Problem to solve: Reproduce everything in the PowerVR Series5 thread from "2) Yes that's" down to "in the hardware.", word for word.

Extract:
PowerVR Series5

Panajev2001a · Apr 21, 2004

Then you had to pull Volume Modifiers and Hardware Translucency sorting from the next PVR cards, so no more awards for you

.

(beating a dead horse take 20)

Simon F · Apr 21, 2004

Panajev2001a said:
Cough... Graphics Synthesyzer... cough...

Hey, I am a fan of fat 2,560 bits data-paths .

I'm curious about the design.

I know it has 16 texture units, but how many clocks does it take for each read/modify/write process?

If you have two, small sequentially adjacent translucent polygons that overlap each other, do you get full performance?

jvd · Apr 21, 2004

Simon F said:
Panajev2001a said:

Cough... Graphics Synthesyzer... cough...

Hey, I am a fan of fat 2,560 bits data-paths .

Click to expand...

I'm curious about the design.

I know it has 16 texture units, but how many clocks does it take for each read/modify/write process?

If you have two, small sequentially adjacent translucent polygons that overlap each other, do you get full performance?

I'm not sure if i'm right but isn't every 2 pipes share a tmu. That is why when textureing and filling the polygons its maximum fillrate is cut in half .

Which if i'm right about that is a sucky design

Simon F · Apr 21, 2004

Panajev2001a said:
Then you had to pull Volume Modifiers and Hardware Translucency sorting from the next PVR cards, so no more awards for you

As explained previously....
1) There are no Volume Modifiers in DX or OGL - just stencils. MS would not add the more efficient VMs because it was damn-near impossible to do on IMRs.
2) Yes that's a shame but PC developers were too [insert as applicable] to disable their translucency sorting code in the games so there was no point in leaving it in the hardware.

nAo · Apr 21, 2004

Simon F said:
If you have two, small sequentially adjacent translucent polygons that overlap each other, do you get full performance?

Dunno about that, but I did several tests with alpha blending enabled/disabled on complex scenes (200.000+ triangles per frame) and couldn't measure any relevant performance difference.
Alpha blending is virtually free on the PS2. In fact I keep it activated all the time cause is much simpler on the GS to switch from a blending equation that gives you no blend than just switch alpha blending off.

ciao,
Marco

JohnH · Apr 21, 2004

Ailuros said:
I understood your point perfectly well; my question was going elsewhere and that namely in the grid pattern direction.

I'd probably should ask first if past a certain amount of samples (let's say 16x) a sparse grid really makes any significant difference anymore, yet I can theoretically see a very high edge equivalent resolution even on just an 8x sparsely sample MSAA pattern for example ( 8*8 ).

Clearly the more samples the better, yet I don't think the resulting grid is irrelevant after all.

Raw data:
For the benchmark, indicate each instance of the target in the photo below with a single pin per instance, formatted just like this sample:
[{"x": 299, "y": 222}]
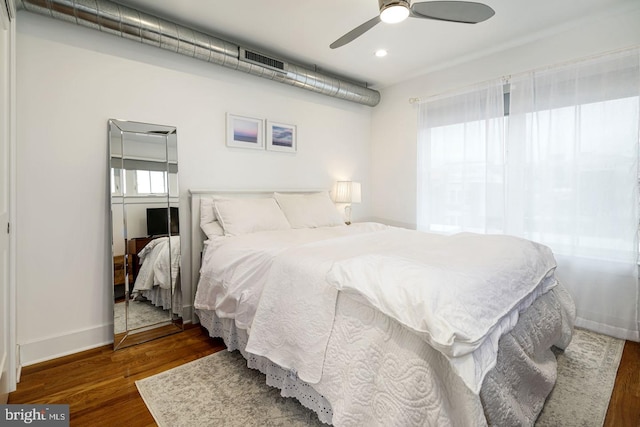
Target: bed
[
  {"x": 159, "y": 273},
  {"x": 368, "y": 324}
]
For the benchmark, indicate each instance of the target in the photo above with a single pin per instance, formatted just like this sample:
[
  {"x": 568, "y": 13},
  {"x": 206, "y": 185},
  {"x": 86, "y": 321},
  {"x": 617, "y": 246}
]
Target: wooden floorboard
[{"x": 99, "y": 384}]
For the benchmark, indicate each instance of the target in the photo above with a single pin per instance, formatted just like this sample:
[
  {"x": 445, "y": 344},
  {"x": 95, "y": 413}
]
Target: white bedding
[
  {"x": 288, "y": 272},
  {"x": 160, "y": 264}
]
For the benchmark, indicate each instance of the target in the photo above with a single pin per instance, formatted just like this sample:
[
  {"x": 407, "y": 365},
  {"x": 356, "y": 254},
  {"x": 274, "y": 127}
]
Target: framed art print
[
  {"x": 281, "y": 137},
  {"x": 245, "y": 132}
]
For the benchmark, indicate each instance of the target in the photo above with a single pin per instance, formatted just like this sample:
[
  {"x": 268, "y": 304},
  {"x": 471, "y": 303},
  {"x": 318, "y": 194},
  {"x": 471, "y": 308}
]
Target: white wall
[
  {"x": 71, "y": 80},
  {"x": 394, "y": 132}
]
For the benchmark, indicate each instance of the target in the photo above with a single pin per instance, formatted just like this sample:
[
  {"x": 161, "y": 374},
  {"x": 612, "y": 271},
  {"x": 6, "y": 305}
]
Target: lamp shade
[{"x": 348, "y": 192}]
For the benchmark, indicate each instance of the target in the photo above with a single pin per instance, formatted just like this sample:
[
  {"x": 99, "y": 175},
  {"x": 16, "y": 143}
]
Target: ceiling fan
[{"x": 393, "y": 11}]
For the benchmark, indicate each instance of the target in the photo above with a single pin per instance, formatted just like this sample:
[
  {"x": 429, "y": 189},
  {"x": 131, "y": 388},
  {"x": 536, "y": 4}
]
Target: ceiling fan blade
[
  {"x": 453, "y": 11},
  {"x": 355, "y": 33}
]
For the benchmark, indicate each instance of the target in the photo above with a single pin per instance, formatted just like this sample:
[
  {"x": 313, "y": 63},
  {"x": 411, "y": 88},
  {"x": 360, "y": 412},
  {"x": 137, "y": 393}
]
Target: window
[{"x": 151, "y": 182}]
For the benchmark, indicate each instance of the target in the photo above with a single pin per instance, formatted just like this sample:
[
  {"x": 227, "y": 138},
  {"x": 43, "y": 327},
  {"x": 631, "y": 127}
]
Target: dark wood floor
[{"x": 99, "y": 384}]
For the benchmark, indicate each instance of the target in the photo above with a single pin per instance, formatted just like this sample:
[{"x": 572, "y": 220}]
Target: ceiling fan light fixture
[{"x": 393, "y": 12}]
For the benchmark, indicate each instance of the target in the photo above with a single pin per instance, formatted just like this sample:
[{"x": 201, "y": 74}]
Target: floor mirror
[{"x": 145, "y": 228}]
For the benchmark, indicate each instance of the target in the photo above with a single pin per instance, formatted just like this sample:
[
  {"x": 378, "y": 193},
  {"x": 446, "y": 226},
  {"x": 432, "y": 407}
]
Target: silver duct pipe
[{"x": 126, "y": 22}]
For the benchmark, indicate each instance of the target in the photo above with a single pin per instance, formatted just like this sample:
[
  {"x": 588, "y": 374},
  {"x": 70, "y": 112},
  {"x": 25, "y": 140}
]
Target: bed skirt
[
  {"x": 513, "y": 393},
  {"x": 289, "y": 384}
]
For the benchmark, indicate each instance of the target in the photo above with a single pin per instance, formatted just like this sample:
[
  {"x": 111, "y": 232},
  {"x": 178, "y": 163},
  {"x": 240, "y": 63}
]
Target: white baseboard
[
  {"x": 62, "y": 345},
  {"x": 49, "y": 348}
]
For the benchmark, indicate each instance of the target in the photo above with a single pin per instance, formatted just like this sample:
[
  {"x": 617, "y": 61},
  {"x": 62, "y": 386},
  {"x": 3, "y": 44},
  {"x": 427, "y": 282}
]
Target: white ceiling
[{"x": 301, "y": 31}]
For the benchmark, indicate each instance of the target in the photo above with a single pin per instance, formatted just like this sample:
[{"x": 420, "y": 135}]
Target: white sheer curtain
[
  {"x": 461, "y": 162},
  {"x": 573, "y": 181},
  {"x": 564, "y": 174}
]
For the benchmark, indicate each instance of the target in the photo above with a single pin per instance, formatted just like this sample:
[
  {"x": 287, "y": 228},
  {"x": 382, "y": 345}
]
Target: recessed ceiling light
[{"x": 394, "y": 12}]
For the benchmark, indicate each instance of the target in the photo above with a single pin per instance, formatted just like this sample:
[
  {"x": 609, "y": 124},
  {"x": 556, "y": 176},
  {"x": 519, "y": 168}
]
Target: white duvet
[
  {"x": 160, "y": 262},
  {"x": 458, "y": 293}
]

Solution for this problem:
2) Yes that's a shame but PC developers were too [insert as applicable] to disable their translucency sorting code in the games so there was no point in leaving it in the hardware.